> _EXERCISE PASSAGE_:
______________________________
Ministry of Home Affairs recently sacked nine advisors to the Delhi government

Arvind Kejriwal, manish sisodia
AAP would have done better to not nip constantly at the BJP’s heels like an unneutered dachshund faced with a milkman
Shougat Dasgupta
4 min read Last Updated : Dec 27 2019 | 9:32 PM IST
If Delhi chief minister Arvind Kejriwal has a torch song, it might well be that Lesley Gore hit from the 1960s. The one that goes, “It’s my party / and I’ll cry if I want to / cry if I want to... you would cry too if it happened to you.” So adept is AAP at feeling sorry for itself, it scarcely needs journalists to join the (self)pity party. But how do you analyse the decision to sack nine advisors to the Delhi government without conceding the central government’s determination to be as petty, vengeful and obstructive as possible in its dealings with AAP?
 
Pedants will pontificate about the “legality” of the Ministry of Home Affairs’ (MHA) decision to revoke the appointments of these advisors. Is the Centre acting by the book? It claims that it needed to be consulted for prior approval, according to some memorandum from a couple of decades ago. It’s a flimsy justification, particularly when the Centre could have made its objections known when the appointments were made. Raghav Chadha, one of the “AAP Nine”, held his post, he said, “for 45 days in 2016 for a paltry sum of Rs 2.50”. Chadha has since made a point of mailing a demand draft for said paltry sum back to the home minister, Rajnath Singh.
 
While acknowledging the comic effect of Chadha’s gesture, AAP members also expressed misgivings. Since the positions offered were void from the very start, could the government retrospectively demand the repayment of salaries? And while Chadha may have been working for a notional “salary”, others were making as much as Rs 80,000 a month. Congress Delhi chief Ajay Maken was correct to observe the arbitrary nature of the Ministry of Home Affairs’ order. The Shunglu Committee report, he said, has pointed to “grave irregularities” in as many as 71 AAP appointments, why focus on just nine? Maken added that AAP and the BJP were colluding to make people feel pity for the former. Not that AAP leaders had a more plausible explanation. They alleged that the BJP was trying to deflect from stories about rape, misogyny and the disappearance of cash in various parts of the country. Which only works as a theory if you accept the possibility that the dismissal of a few largely anonymous backroom staff from the Delhi secretariat would cause national editors to drop Asifa en masse from the headlines.
______________________________
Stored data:

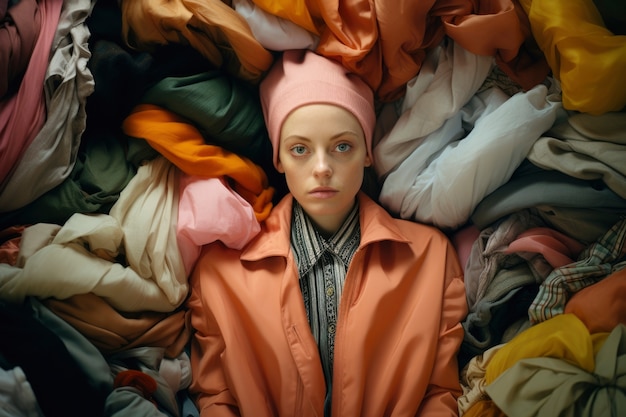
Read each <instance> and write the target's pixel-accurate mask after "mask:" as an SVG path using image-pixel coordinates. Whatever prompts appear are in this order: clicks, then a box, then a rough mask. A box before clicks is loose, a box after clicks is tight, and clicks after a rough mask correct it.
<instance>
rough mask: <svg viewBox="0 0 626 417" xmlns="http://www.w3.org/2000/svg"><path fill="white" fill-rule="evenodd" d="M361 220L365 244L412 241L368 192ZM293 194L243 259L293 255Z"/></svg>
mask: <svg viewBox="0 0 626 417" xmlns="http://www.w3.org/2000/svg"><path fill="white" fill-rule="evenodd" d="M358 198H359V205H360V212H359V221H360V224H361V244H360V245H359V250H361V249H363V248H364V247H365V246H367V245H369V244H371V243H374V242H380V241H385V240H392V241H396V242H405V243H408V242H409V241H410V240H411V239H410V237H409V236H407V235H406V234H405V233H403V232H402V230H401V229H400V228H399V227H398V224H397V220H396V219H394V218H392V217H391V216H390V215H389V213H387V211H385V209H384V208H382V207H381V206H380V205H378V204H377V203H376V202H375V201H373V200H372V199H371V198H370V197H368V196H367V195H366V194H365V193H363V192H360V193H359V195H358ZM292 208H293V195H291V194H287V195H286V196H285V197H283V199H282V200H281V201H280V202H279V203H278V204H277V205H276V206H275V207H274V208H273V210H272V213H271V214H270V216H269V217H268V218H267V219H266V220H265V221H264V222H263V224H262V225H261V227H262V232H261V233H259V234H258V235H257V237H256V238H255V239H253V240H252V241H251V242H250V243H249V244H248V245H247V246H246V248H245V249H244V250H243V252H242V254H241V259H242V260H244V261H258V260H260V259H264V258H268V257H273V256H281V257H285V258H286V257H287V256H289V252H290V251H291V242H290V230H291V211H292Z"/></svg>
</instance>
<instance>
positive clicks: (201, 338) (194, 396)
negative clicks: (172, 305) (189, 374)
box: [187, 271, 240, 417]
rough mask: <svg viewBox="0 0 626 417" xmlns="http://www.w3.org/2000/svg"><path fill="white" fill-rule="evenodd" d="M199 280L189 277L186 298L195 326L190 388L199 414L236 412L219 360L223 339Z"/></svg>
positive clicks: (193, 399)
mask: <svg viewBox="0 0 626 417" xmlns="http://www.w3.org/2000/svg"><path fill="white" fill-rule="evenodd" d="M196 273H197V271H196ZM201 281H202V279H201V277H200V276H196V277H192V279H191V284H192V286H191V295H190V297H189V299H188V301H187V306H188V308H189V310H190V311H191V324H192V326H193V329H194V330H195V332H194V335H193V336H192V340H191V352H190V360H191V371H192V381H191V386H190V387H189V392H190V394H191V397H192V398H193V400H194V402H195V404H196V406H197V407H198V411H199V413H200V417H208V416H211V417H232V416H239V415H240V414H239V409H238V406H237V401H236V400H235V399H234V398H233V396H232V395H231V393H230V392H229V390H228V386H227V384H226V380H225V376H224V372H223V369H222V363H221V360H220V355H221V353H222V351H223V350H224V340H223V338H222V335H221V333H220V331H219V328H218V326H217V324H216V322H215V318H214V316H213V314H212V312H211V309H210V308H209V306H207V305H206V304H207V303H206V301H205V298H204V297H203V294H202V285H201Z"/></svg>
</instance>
______________________________
> _TASKS_:
- 1) From the column on the sacked Delhi advisors, extract word for word the part that opens with the words containing "Arvind Kejriwal, manish" and closes with "dealings with AAP?".
- 2) Copy the records from their start through the line that contains "box: [187, 271, 240, 417]", both ends included, and leave out the pictures.
The records have no connection to the text; they come from a separate source.

> _ANSWERS BY TASK_:
- 1)
Arvind Kejriwal, manish sisodia
AAP would have done better to not nip constantly at the BJP’s heels like an unneutered dachshund faced with a milkman
Shougat Dasgupta
4 min read Last Updated : Dec 27 2019 | 9:32 PM IST
If Delhi chief minister Arvind Kejriwal has a torch song, it might well be that Lesley Gore hit from the 1960s. The one that goes, “It’s my party / and I’ll cry if I want to / cry if I want to... you would cry too if it happened to you.” So adept is AAP at feeling sorry for itself, it scarcely needs journalists to join the (self)pity party. But how do you analyse the decision to sack nine advisors to the Delhi government without conceding the central government’s determination to be as petty, vengeful and obstructive as possible in its dealings with AAP?

- 2)
Read each <instance> and write the target's pixel-accurate mask after "mask:" as an SVG path using image-pixel coordinates. Whatever prompts appear are in this order: clicks, then a box, then a rough mask. A box before clicks is loose, a box after clicks is tight, and clicks after a rough mask correct it.
<instance>
rough mask: <svg viewBox="0 0 626 417" xmlns="http://www.w3.org/2000/svg"><path fill="white" fill-rule="evenodd" d="M361 220L365 244L412 241L368 192ZM293 194L243 259L293 255Z"/></svg>
mask: <svg viewBox="0 0 626 417" xmlns="http://www.w3.org/2000/svg"><path fill="white" fill-rule="evenodd" d="M358 198H359V205H360V212H359V221H360V224H361V244H360V245H359V250H361V249H363V248H364V247H365V246H367V245H369V244H371V243H374V242H380V241H385V240H392V241H396V242H405V243H408V242H409V241H410V240H411V239H410V237H409V236H407V235H406V234H405V233H403V232H402V230H401V229H400V228H399V227H398V224H397V220H396V219H394V218H392V217H391V216H390V215H389V213H387V211H385V209H384V208H382V207H381V206H380V205H378V204H377V203H376V202H375V201H373V200H372V199H371V198H370V197H368V196H367V195H366V194H365V193H363V192H360V193H359V195H358ZM292 208H293V195H291V194H287V195H286V196H285V197H283V199H282V200H281V201H280V202H279V203H278V204H277V205H276V206H275V207H274V208H273V210H272V213H271V214H270V216H269V217H268V218H267V219H266V220H265V221H264V222H263V224H262V225H261V227H262V232H261V233H259V234H258V235H257V237H256V238H255V239H253V240H252V241H251V242H250V243H249V244H248V245H247V246H246V248H245V249H244V250H243V252H242V254H241V259H242V260H244V261H258V260H260V259H264V258H268V257H273V256H281V257H285V258H286V257H287V256H289V252H290V251H291V242H290V230H291V211H292Z"/></svg>
</instance>
<instance>
positive clicks: (201, 338) (194, 396)
negative clicks: (172, 305) (189, 374)
box: [187, 271, 240, 417]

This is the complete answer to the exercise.